Objective
Return every record below exactly as written, but leave out the pictures.

Image annotation data
━━━━━━━━━━━━━━━━━━━━━━━━━━━━━━

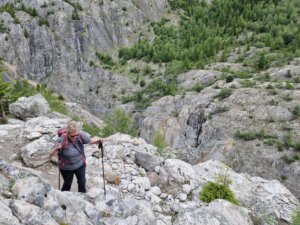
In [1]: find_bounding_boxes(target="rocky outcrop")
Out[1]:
[0,0,167,115]
[174,200,253,225]
[139,65,300,198]
[0,103,299,225]
[65,102,105,129]
[9,94,50,119]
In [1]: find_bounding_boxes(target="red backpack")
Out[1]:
[57,127,86,168]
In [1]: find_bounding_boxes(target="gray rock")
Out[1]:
[132,177,151,191]
[21,137,54,167]
[177,70,222,89]
[159,159,197,183]
[10,200,59,225]
[12,177,47,206]
[0,197,20,225]
[26,132,42,141]
[9,94,50,119]
[173,200,253,225]
[136,152,163,172]
[0,0,168,115]
[193,160,299,222]
[65,102,105,129]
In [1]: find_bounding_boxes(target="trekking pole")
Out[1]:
[58,166,60,190]
[98,141,106,196]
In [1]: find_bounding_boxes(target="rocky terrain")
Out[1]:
[0,0,300,225]
[139,60,300,198]
[0,95,299,225]
[0,0,167,115]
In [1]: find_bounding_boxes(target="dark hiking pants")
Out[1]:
[61,164,86,193]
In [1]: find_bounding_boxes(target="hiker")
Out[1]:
[50,121,102,193]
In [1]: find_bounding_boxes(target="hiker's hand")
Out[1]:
[55,143,61,151]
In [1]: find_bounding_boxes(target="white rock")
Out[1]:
[26,132,42,141]
[132,177,151,191]
[177,193,187,202]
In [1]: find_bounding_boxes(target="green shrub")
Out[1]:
[291,209,300,225]
[293,105,300,118]
[281,154,295,164]
[140,80,146,87]
[152,130,167,149]
[216,88,232,99]
[39,17,49,27]
[72,11,80,20]
[235,130,256,141]
[294,142,300,151]
[101,109,138,137]
[191,83,203,93]
[199,182,238,205]
[40,88,68,115]
[96,52,115,66]
[144,65,152,75]
[82,123,100,137]
[226,76,234,83]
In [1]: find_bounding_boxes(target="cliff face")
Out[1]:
[0,0,167,113]
[0,95,299,225]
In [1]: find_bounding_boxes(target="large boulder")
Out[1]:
[136,152,163,172]
[173,200,253,225]
[21,136,54,167]
[193,160,299,222]
[10,200,59,225]
[9,94,50,120]
[65,102,105,129]
[0,197,20,225]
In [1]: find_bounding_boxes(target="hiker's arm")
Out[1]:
[50,143,61,157]
[89,138,103,144]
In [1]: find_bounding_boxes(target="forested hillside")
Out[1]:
[113,0,300,107]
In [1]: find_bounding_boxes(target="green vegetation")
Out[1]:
[82,123,101,137]
[64,0,82,11]
[292,209,300,225]
[216,88,231,99]
[119,0,300,75]
[235,129,276,141]
[101,109,138,137]
[199,168,238,205]
[293,105,300,119]
[0,3,16,18]
[122,79,176,109]
[17,4,38,17]
[39,17,49,27]
[0,21,8,33]
[96,52,115,66]
[72,11,80,20]
[152,129,167,150]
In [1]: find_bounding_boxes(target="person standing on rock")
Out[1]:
[50,121,102,193]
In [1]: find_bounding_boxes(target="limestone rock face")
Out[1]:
[139,72,300,198]
[9,94,50,119]
[193,160,299,221]
[0,0,168,115]
[21,134,54,167]
[174,200,253,225]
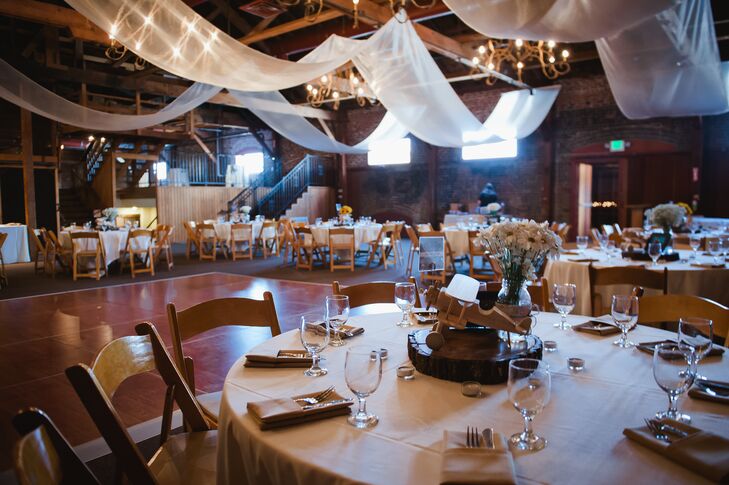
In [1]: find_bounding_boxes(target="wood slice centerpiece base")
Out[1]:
[408,327,542,384]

━━━━━━━━━━━━━━━━━━━━━━━━━━━━━━

Full output
In [1]: find_bounding_boxes(target="rocky outcrop")
Out[1]:
[0,0,167,115]
[174,200,253,225]
[139,65,300,198]
[0,103,299,225]
[65,102,105,129]
[9,94,50,119]
In [1]: find_bounding_boxes(target="red backpack")
Out[1]:
[57,127,86,168]
In [1]: find_bounding_boxes(target="gray rock")
Out[1]:
[132,177,151,191]
[21,137,54,167]
[177,70,222,89]
[159,159,197,183]
[10,200,59,225]
[12,177,47,206]
[0,197,20,225]
[26,132,42,141]
[9,94,50,119]
[173,200,253,225]
[136,152,163,172]
[0,0,168,115]
[193,160,299,222]
[65,102,105,129]
In [1]: find_bounding_boxes(target="trekking pole")
Out[1]:
[58,166,60,190]
[98,141,106,196]
In [1]: find_bounding_boxes(target="rocky terrain")
Out[1]:
[0,0,300,225]
[139,60,300,198]
[0,95,299,225]
[0,0,167,115]
In [1]: find_bounding_boxes(target="dark hiking pants")
Out[1]:
[61,164,86,193]
In [1]: find_bounding_boxes(target="hiker")
Out[1]:
[50,121,102,193]
In [1]: find_bounding_boxes(target="hiker's hand")
Out[1]:
[55,143,61,151]
In [1]: find_bounding_boxes(target="white rock")
Out[1]:
[26,132,42,141]
[132,177,151,191]
[177,193,187,202]
In [1]: find_bounding_boxes(target="green shrub")
Out[1]:
[291,209,300,225]
[293,105,300,118]
[281,154,295,164]
[140,80,146,87]
[152,130,167,149]
[216,88,232,99]
[39,17,49,27]
[72,11,80,20]
[235,130,256,141]
[294,142,300,151]
[101,109,138,137]
[191,83,203,93]
[199,182,238,205]
[40,88,68,115]
[96,52,115,66]
[144,65,152,75]
[82,123,100,137]
[226,76,234,83]
In [1]: find_bounding_boxes(target="cliff face")
Out[1]:
[0,0,167,113]
[0,95,299,225]
In [1]: find_bounding_boxes(target="large boulder")
Out[1]:
[136,152,163,172]
[173,200,253,225]
[21,136,54,167]
[193,160,299,222]
[10,200,59,225]
[9,94,50,120]
[65,102,105,129]
[0,197,20,225]
In [1]: find_bounding_boxes(target="hiker's arm")
Out[1]:
[50,143,61,157]
[89,138,103,144]
In [1]: find_bounding_boxes(target="forested hillside")
Out[1]:
[113,0,300,107]
In [1]: find_bounding_boxes(target="green vegetation")
Out[1]:
[82,123,101,137]
[64,0,82,11]
[292,209,300,225]
[216,88,231,99]
[119,0,300,75]
[235,129,276,141]
[101,109,138,137]
[199,168,238,205]
[293,105,300,119]
[0,3,16,18]
[122,79,176,109]
[17,4,38,17]
[39,17,49,27]
[0,21,8,33]
[96,52,115,66]
[72,11,80,20]
[152,129,167,150]
In [1]: find_bounding_boxes(target="person standing on rock")
Out[1]:
[50,121,102,193]
In [1]: find_bounding_boxes(target="limestone rock face")
Out[1]:
[139,72,300,198]
[9,94,50,119]
[193,160,299,221]
[0,0,168,115]
[21,134,54,167]
[174,200,253,225]
In [1]: find_bounding_boxes(target="wood slice centerpiece base")
Out[1]:
[408,327,542,384]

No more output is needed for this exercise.